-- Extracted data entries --
::::::

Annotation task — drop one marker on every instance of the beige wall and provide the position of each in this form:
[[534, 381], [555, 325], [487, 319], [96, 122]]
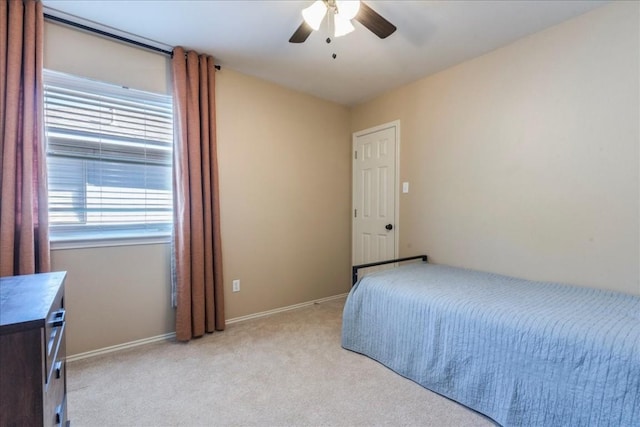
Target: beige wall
[[284, 161], [285, 170], [525, 161]]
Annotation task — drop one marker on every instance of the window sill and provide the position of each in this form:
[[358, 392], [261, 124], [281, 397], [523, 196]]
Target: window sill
[[101, 242]]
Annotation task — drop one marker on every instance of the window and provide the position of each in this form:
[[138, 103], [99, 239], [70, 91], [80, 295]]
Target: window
[[109, 159]]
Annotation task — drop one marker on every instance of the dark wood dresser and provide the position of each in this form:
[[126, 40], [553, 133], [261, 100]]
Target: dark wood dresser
[[33, 380]]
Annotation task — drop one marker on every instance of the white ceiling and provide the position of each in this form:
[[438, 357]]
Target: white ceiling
[[252, 37]]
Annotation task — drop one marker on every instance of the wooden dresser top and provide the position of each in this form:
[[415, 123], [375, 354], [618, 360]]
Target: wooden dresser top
[[26, 300]]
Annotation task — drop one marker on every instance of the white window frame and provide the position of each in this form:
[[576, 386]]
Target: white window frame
[[95, 150]]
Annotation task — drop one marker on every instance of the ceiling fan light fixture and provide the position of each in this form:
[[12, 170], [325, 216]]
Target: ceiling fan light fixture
[[314, 14], [348, 9], [342, 26]]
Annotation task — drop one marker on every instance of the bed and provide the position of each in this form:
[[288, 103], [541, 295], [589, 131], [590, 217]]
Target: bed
[[523, 353]]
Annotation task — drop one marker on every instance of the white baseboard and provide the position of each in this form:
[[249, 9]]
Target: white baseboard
[[280, 310], [119, 347], [172, 335]]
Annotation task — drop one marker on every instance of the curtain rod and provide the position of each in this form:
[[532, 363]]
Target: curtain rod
[[110, 35]]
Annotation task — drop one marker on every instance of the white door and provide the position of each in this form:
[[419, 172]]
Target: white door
[[374, 194]]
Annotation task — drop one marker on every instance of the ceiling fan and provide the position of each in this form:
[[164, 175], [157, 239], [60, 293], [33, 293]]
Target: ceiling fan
[[339, 14]]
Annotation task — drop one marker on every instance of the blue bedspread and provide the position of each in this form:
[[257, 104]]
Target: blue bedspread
[[523, 353]]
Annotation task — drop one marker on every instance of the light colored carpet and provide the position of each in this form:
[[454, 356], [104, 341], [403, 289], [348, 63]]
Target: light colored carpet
[[287, 369]]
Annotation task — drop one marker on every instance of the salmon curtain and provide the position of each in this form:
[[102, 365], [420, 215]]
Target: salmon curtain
[[197, 248], [24, 230]]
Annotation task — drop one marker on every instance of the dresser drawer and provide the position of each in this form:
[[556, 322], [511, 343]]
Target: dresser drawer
[[55, 388], [54, 331], [32, 350]]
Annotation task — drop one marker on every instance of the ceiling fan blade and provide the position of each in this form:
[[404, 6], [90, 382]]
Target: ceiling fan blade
[[374, 22], [301, 33]]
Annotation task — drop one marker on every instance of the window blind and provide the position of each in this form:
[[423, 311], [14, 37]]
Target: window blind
[[109, 159]]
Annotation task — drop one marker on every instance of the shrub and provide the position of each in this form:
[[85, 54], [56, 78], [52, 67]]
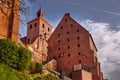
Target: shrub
[[14, 56], [8, 52], [7, 73], [24, 58]]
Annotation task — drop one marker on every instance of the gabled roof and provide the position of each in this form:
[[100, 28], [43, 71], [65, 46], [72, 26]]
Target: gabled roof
[[93, 41]]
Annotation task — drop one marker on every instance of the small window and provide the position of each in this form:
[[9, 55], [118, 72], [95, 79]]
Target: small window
[[67, 32], [1, 1], [68, 47], [58, 41], [59, 48], [78, 38], [71, 25], [61, 27], [7, 4], [58, 34], [35, 24], [43, 25], [65, 20], [69, 55], [48, 29], [79, 53], [28, 40], [79, 61], [78, 45], [68, 39], [77, 30], [31, 26]]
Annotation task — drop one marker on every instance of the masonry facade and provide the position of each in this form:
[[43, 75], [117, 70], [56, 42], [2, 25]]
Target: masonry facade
[[69, 50], [9, 19], [74, 50], [38, 32]]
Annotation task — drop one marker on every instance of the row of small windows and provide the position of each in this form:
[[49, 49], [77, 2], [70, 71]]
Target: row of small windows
[[69, 47], [35, 25], [67, 32], [69, 55], [70, 25], [69, 39]]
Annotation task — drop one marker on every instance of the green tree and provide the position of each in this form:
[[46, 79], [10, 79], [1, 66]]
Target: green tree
[[8, 52], [14, 56]]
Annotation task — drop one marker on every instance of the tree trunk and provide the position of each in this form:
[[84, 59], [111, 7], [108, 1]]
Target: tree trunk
[[11, 20]]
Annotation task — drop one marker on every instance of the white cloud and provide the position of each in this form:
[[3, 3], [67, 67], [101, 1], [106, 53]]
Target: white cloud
[[108, 44]]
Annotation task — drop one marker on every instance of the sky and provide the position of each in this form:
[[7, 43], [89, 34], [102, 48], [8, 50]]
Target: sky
[[100, 17]]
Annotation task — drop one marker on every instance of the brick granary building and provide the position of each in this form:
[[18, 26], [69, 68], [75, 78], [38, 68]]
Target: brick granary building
[[70, 45], [73, 48]]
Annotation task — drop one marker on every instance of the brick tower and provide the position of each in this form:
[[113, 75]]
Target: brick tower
[[38, 32], [9, 19], [74, 50]]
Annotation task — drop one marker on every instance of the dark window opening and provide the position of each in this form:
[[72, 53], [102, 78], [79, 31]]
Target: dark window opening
[[43, 25], [78, 38], [69, 55], [48, 29], [30, 26], [78, 45], [61, 27], [58, 34], [65, 19], [79, 61], [68, 39], [71, 25], [59, 48], [68, 62], [79, 53], [77, 30], [67, 32], [68, 47], [28, 40], [58, 41], [35, 24]]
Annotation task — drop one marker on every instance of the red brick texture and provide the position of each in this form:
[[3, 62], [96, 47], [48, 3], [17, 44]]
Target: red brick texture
[[71, 44]]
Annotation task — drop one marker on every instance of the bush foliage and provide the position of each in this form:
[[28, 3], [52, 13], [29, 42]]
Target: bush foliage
[[7, 73], [14, 56]]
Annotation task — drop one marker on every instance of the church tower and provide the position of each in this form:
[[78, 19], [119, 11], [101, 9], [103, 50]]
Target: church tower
[[38, 32]]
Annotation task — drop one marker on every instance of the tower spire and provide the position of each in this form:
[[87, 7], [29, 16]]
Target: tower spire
[[40, 13]]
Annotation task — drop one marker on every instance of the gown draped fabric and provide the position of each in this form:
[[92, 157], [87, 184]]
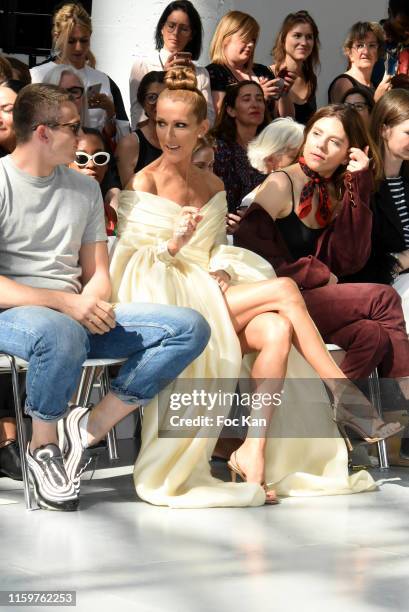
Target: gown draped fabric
[[175, 471]]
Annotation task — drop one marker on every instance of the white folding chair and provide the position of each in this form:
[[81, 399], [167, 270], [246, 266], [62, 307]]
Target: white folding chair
[[375, 398], [89, 380], [13, 365]]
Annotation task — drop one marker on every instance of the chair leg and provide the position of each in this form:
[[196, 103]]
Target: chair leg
[[89, 386], [21, 434], [111, 435], [375, 395], [81, 387]]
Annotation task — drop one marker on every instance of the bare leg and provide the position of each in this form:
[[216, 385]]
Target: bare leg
[[271, 335], [282, 295], [8, 430], [105, 415]]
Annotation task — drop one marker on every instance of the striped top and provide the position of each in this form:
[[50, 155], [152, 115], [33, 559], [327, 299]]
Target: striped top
[[397, 189]]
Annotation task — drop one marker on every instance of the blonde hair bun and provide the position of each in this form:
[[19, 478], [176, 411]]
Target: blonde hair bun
[[181, 77]]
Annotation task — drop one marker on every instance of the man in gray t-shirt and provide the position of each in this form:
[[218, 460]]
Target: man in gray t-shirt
[[54, 298]]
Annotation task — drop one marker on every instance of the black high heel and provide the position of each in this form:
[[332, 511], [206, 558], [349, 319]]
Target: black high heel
[[364, 427]]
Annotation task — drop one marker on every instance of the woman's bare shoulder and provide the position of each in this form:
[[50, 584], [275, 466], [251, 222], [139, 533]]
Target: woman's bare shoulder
[[275, 193], [215, 183], [143, 180]]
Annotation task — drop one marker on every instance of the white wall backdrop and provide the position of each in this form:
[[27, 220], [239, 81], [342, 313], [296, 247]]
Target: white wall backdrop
[[124, 29]]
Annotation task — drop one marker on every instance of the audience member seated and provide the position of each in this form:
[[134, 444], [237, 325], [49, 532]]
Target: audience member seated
[[363, 46], [92, 159], [172, 250], [55, 287], [141, 147], [71, 34], [361, 100], [178, 38], [232, 55], [389, 261], [243, 115], [8, 94], [277, 146], [69, 78], [9, 452], [296, 49], [20, 70], [6, 71], [396, 30], [313, 222]]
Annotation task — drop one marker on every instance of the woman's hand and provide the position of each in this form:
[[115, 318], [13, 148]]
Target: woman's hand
[[403, 259], [222, 278], [358, 159], [175, 60], [384, 86], [102, 101], [233, 221], [184, 229], [333, 280], [272, 88]]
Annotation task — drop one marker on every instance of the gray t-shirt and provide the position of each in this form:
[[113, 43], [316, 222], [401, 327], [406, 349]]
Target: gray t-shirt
[[43, 223]]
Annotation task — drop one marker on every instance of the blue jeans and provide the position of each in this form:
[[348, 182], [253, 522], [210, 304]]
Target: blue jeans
[[159, 342]]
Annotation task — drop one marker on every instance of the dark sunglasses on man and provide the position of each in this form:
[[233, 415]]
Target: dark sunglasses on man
[[101, 158]]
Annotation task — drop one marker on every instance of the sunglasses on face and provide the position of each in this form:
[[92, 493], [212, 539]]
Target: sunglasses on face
[[171, 26], [359, 106], [75, 92], [101, 158], [151, 98]]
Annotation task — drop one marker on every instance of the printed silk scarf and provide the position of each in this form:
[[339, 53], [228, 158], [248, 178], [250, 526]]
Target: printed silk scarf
[[323, 214]]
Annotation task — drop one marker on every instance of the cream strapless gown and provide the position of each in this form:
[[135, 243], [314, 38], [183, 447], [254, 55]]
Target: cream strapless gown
[[175, 471]]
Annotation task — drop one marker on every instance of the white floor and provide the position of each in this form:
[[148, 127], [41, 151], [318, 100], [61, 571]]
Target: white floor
[[344, 553]]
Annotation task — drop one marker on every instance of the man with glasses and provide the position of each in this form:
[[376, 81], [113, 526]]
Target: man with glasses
[[55, 290]]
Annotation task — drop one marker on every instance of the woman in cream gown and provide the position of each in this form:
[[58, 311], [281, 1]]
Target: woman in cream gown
[[175, 471]]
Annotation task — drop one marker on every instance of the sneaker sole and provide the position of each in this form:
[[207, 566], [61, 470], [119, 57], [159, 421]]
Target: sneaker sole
[[74, 450], [44, 504]]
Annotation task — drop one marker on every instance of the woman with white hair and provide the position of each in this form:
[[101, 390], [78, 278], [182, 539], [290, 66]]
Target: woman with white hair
[[276, 146], [70, 79]]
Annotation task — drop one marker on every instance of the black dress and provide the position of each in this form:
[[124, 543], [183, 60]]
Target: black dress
[[354, 83], [221, 76], [304, 111]]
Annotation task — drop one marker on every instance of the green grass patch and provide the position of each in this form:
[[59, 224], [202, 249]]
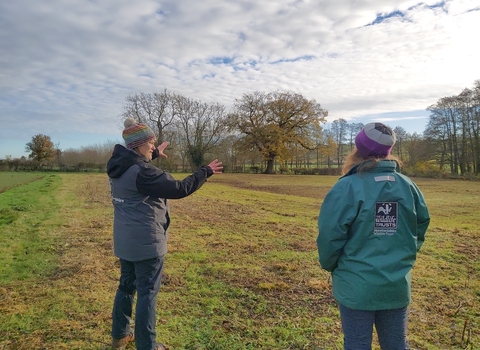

::::::

-- INSTRUCTION --
Render the stretch of the items that runs from their start through the line containing "[[280, 310], [119, 347], [172, 335]]" as a JSON list of strings, one string per line, with blank lines omitted. Leave the pictures out of the list.

-- TASK OUTPUT --
[
  "Annotation task — drop one marker on every instance of the beige wall and provide the position of each in this form:",
  "[[534, 381], [555, 325], [487, 319], [96, 122]]",
  "Target: beige wall",
  "[[284, 161], [285, 170], [525, 161]]",
  "Annotation task — drop one marker on every instance of the window sill and provide the position of each in this form:",
  "[[358, 392], [261, 124], [281, 397], [523, 196]]",
  "Target: window sill",
  "[[101, 242]]",
  "Annotation task — drop one marker on every instance of the window and provide the position of each in this form:",
  "[[138, 103], [99, 239], [70, 91], [80, 295]]",
  "Target: window",
  "[[109, 159]]",
  "Annotation task — drop one marker on every instance of the dark wood dresser and provide the position of each in this form:",
  "[[126, 40], [553, 133], [261, 100]]",
  "Target: dark wood dresser",
  "[[33, 380]]",
  "Annotation task — drop one marker on every instance of the white ceiling and provide the position of each in this form:",
  "[[438, 357]]",
  "Target: white ceiling",
  "[[252, 37]]",
  "Annotation task — drop one marker on every instance of the wooden dresser top and provide the position of each in this form:",
  "[[415, 123], [375, 354], [618, 360]]",
  "Target: wooden dresser top",
  "[[26, 300]]",
  "Annotation task — drop one marker on every instance of the white window frame and provide the position of each in this form:",
  "[[576, 386]]",
  "Target: white window frame",
  "[[95, 150]]",
  "Annotation task — drop one marker on every instance of the ceiling fan light fixture and provide the position of each in this form:",
  "[[12, 170], [325, 216]]",
  "Target: ceiling fan light fixture",
  "[[314, 14], [348, 9], [342, 26]]",
  "Annotation task — drop one marker on every instance of the bed and provide the position of each in this form:",
  "[[288, 103], [541, 295], [589, 131], [590, 217]]",
  "Target: bed",
  "[[523, 353]]",
  "Annotation task — drop one marker on every instance of the white baseboard and provide the position of each in this form:",
  "[[249, 9]]",
  "Target: white baseboard",
  "[[280, 310], [119, 347], [172, 335]]"
]